Aim of the exercise
Return the lines below that contain "blonde".

Segment Start: Data extracts

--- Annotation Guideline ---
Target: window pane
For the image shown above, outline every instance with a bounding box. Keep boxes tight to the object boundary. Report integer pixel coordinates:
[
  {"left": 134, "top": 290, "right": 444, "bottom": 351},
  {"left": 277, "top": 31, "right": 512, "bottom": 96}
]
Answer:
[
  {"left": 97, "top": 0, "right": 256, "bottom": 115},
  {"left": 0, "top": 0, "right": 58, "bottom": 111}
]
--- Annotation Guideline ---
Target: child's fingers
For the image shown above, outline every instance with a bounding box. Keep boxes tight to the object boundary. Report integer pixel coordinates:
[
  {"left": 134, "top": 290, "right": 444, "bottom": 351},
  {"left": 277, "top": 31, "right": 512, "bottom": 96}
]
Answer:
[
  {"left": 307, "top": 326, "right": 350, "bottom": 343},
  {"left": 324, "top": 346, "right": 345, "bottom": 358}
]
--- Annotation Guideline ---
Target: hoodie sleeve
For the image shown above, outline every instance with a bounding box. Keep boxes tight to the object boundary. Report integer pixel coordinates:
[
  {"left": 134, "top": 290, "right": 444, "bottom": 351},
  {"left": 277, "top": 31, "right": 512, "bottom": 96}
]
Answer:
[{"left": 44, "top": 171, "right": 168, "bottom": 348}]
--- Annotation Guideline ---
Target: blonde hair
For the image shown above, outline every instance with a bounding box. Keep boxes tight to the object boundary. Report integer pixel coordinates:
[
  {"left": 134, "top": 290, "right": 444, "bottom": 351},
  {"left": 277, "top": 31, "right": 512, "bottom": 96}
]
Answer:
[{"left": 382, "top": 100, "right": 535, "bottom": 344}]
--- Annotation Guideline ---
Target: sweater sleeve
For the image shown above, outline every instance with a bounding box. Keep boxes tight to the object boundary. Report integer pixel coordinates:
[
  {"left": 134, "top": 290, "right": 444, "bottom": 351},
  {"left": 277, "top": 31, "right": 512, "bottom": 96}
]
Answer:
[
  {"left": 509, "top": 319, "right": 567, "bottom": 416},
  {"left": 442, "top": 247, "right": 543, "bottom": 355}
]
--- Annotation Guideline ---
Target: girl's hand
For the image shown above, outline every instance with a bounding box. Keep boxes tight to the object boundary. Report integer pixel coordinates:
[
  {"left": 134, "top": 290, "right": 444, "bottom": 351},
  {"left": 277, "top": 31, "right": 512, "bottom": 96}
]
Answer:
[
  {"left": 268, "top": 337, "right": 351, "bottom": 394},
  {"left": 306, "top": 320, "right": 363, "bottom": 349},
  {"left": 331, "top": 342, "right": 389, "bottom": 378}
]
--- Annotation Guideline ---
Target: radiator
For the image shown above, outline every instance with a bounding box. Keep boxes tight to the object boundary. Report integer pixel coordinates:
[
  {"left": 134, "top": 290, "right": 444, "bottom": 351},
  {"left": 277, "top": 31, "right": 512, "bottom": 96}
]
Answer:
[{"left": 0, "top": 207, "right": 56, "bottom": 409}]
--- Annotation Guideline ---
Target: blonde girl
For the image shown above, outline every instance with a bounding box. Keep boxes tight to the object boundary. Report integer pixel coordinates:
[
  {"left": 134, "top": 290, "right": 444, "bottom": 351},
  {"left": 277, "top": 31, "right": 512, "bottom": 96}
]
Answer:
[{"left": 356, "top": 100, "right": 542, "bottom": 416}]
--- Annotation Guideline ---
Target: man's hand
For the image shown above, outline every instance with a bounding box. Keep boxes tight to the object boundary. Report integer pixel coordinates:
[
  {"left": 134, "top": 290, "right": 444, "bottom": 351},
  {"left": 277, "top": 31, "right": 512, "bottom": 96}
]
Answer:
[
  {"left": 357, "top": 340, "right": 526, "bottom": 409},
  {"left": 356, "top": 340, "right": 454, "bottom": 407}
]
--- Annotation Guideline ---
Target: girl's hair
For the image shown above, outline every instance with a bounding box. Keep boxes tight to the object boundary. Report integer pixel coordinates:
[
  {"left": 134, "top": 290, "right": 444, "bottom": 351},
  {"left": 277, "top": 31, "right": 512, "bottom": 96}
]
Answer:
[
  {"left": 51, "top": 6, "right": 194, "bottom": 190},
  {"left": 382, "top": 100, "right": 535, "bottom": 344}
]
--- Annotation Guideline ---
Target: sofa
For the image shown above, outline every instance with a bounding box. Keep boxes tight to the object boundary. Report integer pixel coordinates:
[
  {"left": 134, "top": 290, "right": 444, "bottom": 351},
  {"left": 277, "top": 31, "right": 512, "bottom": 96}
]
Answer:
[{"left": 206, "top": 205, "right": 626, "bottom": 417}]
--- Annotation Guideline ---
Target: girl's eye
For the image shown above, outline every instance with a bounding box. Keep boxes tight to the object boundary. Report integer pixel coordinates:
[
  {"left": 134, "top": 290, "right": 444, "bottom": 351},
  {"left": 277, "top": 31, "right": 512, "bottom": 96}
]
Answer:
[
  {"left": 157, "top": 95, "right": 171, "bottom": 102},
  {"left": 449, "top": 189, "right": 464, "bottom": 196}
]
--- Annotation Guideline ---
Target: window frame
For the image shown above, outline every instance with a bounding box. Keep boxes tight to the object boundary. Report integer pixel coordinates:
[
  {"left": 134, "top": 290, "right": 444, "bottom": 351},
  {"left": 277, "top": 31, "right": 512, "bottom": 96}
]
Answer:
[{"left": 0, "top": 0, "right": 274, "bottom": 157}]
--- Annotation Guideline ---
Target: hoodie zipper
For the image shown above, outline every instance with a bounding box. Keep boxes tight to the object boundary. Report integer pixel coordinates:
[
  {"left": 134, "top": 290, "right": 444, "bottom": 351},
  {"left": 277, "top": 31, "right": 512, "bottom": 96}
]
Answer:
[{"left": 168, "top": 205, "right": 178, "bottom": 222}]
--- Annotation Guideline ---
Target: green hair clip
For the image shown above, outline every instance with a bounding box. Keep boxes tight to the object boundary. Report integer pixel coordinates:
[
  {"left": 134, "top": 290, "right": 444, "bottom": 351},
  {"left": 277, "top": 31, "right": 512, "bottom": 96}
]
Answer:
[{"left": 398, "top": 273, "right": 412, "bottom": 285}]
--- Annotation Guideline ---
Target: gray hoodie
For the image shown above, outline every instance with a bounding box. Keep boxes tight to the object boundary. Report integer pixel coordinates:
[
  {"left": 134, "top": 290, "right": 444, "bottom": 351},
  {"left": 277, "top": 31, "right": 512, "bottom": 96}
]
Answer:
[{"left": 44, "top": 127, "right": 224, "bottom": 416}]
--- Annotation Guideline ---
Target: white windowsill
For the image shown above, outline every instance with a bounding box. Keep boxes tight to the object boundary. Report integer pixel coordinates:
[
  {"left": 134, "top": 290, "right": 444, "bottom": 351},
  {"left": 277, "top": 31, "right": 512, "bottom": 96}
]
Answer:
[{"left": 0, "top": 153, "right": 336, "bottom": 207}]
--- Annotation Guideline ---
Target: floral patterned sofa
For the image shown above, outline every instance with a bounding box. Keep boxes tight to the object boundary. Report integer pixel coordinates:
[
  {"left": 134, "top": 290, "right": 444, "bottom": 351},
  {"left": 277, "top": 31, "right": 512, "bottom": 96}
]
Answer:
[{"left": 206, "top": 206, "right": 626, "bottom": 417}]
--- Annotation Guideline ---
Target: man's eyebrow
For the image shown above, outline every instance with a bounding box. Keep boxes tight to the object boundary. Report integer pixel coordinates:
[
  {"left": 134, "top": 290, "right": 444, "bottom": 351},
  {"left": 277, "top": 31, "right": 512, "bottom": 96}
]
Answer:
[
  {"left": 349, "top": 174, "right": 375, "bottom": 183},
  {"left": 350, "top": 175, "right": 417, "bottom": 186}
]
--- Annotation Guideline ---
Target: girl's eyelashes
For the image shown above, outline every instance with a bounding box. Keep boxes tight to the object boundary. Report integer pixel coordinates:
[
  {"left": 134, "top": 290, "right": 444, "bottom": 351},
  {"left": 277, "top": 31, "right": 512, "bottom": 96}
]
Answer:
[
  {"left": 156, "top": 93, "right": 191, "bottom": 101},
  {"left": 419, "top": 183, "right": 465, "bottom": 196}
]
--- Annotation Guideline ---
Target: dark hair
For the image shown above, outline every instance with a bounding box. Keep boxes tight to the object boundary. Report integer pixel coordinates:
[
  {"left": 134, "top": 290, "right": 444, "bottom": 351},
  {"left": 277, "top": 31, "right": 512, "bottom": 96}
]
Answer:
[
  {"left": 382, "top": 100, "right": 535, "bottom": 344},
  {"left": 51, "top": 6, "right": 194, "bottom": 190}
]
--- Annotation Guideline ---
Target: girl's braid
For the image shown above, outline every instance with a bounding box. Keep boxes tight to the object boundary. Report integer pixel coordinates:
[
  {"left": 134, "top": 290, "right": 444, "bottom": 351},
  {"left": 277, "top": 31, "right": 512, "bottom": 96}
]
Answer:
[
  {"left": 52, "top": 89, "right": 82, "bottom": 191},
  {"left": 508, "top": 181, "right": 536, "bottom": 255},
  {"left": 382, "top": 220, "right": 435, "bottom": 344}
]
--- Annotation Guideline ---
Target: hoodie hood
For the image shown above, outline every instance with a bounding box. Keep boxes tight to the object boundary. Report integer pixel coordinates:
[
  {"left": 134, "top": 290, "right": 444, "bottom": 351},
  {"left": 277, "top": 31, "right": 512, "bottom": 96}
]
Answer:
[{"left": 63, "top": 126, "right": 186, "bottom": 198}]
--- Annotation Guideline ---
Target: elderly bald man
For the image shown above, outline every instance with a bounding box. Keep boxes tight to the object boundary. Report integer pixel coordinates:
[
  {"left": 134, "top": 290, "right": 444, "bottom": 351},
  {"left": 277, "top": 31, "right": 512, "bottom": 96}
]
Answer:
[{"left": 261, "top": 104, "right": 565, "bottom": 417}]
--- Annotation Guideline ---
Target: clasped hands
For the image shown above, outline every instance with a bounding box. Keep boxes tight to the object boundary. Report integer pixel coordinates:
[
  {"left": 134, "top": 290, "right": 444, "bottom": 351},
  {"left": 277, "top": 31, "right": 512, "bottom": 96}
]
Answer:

Segment End: Data extracts

Your solution
Target: blonde hair
Target: blonde girl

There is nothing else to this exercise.